**Reading passage**

1. Generate a simulated two-class data set with 100 observations and two features in which there is a visible but non-linear separation between the two classes. Show that in this setting, a support vector machine with a polynomial kernel (with degree greater than 1) or a radial kernel will outperform a support vector classifer on the training data. Which technique performs best on the test data? Make plots and report training and test error rates in order to back up your assertions.
library(e1071)
library(ggplot2)
library(gridExtra)

set.seed(123)

n <- 100
x1 <- rnorm(n)
x2 <- rnorm(n)
y <- ifelse(x1^2 + x2^2 > 1.5, 1, -1)
data <- data.frame(x1 = x1, x2 = x2, y = as.factor(y))

train_idx <- sample(1:n, n * 0.7)
train <- data[train_idx, ]
test <- data[-train_idx, ]

svm_linear <- svm(y ~ ., data = train, kernel = "linear", cost = 1)
svm_poly   <- svm(y ~ ., data = train, kernel = "polynomial", cost = 1, degree = 3)
svm_rbf    <- svm(y ~ ., data = train, kernel = "radial", cost = 1, gamma = 1)

pred_train_linear <- predict(svm_linear, train)
pred_test_linear  <- predict(svm_linear, test)

pred_train_poly <- predict(svm_poly, train)
pred_test_poly  <- predict(svm_poly, test)

pred_train_rbf <- predict(svm_rbf, train)
pred_test_rbf  <- predict(svm_rbf, test)

train_error <- c(
  linear = mean(pred_train_linear != train$y),
  poly   = mean(pred_train_poly != train$y),
  rbf    = mean(pred_train_rbf != train$y)
)

test_error <- c(
  linear = mean(pred_test_linear != test$y),
  poly   = mean(pred_test_poly != test$y),
  rbf    = mean(pred_test_rbf != test$y)
)

print("Training Error Rates:")
## [1] "Training Error Rates:"
print(train_error)
##     linear       poly        rbf 
## 0.34285714 0.32857143 0.01428571
print("Test Error Rates:")
## [1] "Test Error Rates:"
print(test_error)
##     linear       poly        rbf 
## 0.33333333 0.16666667 0.06666667
plot_svm <- function(model, data, title) {
  grid <- expand.grid(
    x1 = seq(min(data$x1), max(data$x1), length = 100),
    x2 = seq(min(data$x2), max(data$x2), length = 100)

**Lines of data**
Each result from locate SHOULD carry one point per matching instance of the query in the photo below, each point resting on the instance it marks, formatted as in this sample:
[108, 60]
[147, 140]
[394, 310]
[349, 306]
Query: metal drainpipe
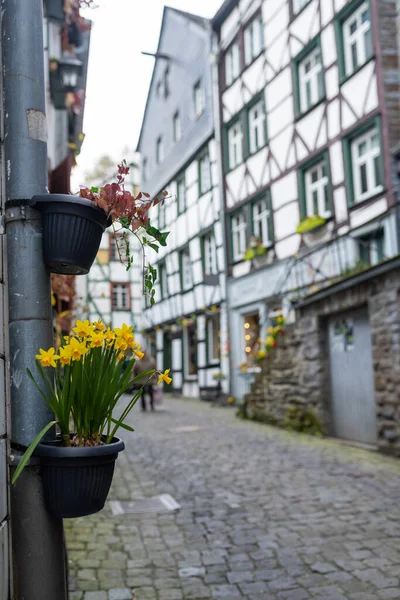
[218, 143]
[38, 550]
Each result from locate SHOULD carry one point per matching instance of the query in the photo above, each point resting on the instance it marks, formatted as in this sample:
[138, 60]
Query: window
[117, 242]
[310, 80]
[257, 126]
[262, 221]
[181, 194]
[204, 173]
[253, 40]
[162, 217]
[210, 255]
[316, 181]
[232, 63]
[145, 169]
[176, 123]
[366, 165]
[186, 270]
[239, 229]
[159, 150]
[163, 278]
[190, 350]
[371, 248]
[298, 5]
[120, 296]
[199, 99]
[212, 333]
[357, 39]
[166, 82]
[235, 145]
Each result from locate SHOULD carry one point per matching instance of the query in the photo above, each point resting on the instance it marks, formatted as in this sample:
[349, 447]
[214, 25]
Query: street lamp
[69, 69]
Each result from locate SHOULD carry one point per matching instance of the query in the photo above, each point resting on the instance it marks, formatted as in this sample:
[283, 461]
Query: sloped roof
[223, 12]
[201, 21]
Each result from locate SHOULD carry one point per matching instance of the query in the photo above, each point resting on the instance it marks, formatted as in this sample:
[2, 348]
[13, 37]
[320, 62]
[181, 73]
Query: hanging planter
[82, 381]
[72, 230]
[76, 481]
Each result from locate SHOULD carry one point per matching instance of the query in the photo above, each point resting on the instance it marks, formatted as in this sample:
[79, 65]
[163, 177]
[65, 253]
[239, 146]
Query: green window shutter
[302, 193]
[270, 222]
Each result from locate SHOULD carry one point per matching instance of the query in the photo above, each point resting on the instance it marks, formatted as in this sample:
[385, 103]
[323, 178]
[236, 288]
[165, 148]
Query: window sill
[374, 196]
[295, 15]
[300, 116]
[227, 87]
[344, 78]
[253, 60]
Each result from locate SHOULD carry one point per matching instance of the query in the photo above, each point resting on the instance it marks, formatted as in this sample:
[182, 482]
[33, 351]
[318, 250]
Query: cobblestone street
[265, 515]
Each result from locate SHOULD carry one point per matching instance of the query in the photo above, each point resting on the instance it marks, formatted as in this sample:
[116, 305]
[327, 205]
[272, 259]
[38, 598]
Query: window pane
[363, 177]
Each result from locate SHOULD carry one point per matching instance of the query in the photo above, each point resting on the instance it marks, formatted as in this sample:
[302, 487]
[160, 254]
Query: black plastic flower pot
[72, 230]
[76, 481]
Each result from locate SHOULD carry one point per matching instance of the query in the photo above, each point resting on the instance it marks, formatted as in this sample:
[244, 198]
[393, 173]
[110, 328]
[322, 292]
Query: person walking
[147, 363]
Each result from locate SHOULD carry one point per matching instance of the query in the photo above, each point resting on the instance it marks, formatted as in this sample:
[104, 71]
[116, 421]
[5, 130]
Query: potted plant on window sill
[256, 251]
[73, 225]
[86, 380]
[313, 228]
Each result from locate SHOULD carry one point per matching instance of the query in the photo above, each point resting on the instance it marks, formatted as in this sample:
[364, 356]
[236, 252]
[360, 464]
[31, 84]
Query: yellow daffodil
[120, 344]
[83, 328]
[65, 355]
[99, 325]
[125, 331]
[78, 349]
[164, 377]
[48, 357]
[110, 335]
[138, 352]
[97, 339]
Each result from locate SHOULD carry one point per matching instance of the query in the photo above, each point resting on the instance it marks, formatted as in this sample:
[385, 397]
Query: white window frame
[211, 322]
[356, 39]
[368, 160]
[120, 296]
[261, 220]
[257, 126]
[177, 127]
[159, 150]
[319, 186]
[235, 144]
[205, 173]
[181, 192]
[253, 40]
[164, 281]
[187, 273]
[239, 231]
[232, 63]
[311, 78]
[186, 374]
[298, 5]
[210, 255]
[199, 99]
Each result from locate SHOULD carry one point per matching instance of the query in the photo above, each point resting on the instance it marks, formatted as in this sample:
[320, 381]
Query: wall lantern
[69, 69]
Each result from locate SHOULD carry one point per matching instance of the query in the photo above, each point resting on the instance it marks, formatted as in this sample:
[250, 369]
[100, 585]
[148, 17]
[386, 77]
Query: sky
[119, 75]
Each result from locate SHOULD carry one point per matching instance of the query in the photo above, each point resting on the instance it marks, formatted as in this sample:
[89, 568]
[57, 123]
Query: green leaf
[30, 450]
[123, 425]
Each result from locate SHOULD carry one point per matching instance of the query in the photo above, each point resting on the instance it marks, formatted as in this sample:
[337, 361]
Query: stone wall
[297, 375]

**Tasks**
A. Please condense the paragraph of the SVM exercise that begins "Generate a simulated two-class data set" into a short bulleted list that keeps its main facts.
B. Extend the SVM exercise, picking up right after its last line of code.
These lines of data were drawn from a separate source.

**Answers for the exercise**
A.
- Simulate a two-class data set with 100 observations and two features, with a visible but non-linear separation between the classes.
- Show that an SVM with a polynomial kernel (degree greater than 1) or a radial kernel outperforms a support vector classifier on the training data.
- Determine which technique performs best on the test data.
- Support the conclusions with plots and with training and test error rates.

B.
  )
  grid$pred <- predict(model, grid)

  ggplot(data, aes(x = x1, y = x2, color = y)) +
    geom_point(size = 2) +
    geom_contour(data = grid, aes(z = as.numeric(pred)), breaks = 1.5, color = "black") +
    ggtitle(title) +
    theme_minimal()
}

p1 <- plot_svm(svm_linear, train, "Linear SVM")
p2 <- plot_svm(svm_poly, train, "Polynomial SVM (degree=3)")
p3 <- plot_svm(svm_rbf, train, "RBF SVM (gamma=1)")

grid.arrange(p1, p2, p3, nrow = 1)

RBF SVM performs best on both training and test data due to its flexibility with non-linear boundaries.

  1. In this problem, you will use support vector approaches in order to predict whether a given car gets high or low gas mileage based on the Auto data set.
  1. Create a binary variable that takes on a 1 for cars with gas mileage above the median, and a 0 for cars with gas mileage below the median.
library(ISLR2)
library(e1071)
library(caret)
## Loading required package: lattice
data(Auto)
Auto1 <- na.omit(Auto)
Auto1$hgm <- as.factor(ifelse(Auto1$mpg > median(Auto1$mpg), 1, 0))  

mpg01 is created. This binary variable will now be used as the response in classification models such as SVM.

  1. Fit a support vector classifer to the data with various values of cost, in order to predict whether a car gets high or low gas mileage. Report the cross-validation errors associated with different values of this parameter. Comment on your results. Note you will need to fit the classifer without the gas mileage variable to produce sensible results.
Auto1 <- Auto1[, !(names(Auto1) %in% c("mpg", "name"))]  

set.seed(1234)

ctrl <- trainControl(method = "cv", number = 10)

svm_linear <- train(
  hgm ~ ., data = Auto1,
  method = "svmLinear",
  preProcess = c("center", "scale"),
  trControl = ctrl,
  tuneGrid = expand.grid(C = 10^seq(-2, 3))
)

svm_linear$results
best_linear <- svm_linear$bestTune
results <- svm_linear$results

ggplot(results, aes(x = log10(C), y = Accuracy)) +
  geom_line(color = "blue") +
  geom_point(size = 3, color = "red") +
  labs(title = "SVM Linear Kernel: Cost vs Cross-Validation Accuracy",
       x = "log10(Cost)",
       y = "Cross-Validation Accuracy") +
  theme_minimal()

From this plot we can say that the optimal cost lies around log10(Cost) = 2, i.e., C = 100. The SVM classifier was tuned over a range of cost values using 10-fold cross validation. The best performing models are at C = 100 and C = 1000, both achieving the accuracy of 91.3 %. Lower values of C such as 0.01 and 0.1 resulted in slightly lower accuracy, indicates underfitting due to a softer margin. High C values penalize misclassification more, leading to tighter margins that fit the training data better.

  1. Now repeat (b), this time using SVMs with radial and polynomial basis kernels, with diferent values of gamma and degree and cost. Comment on your results.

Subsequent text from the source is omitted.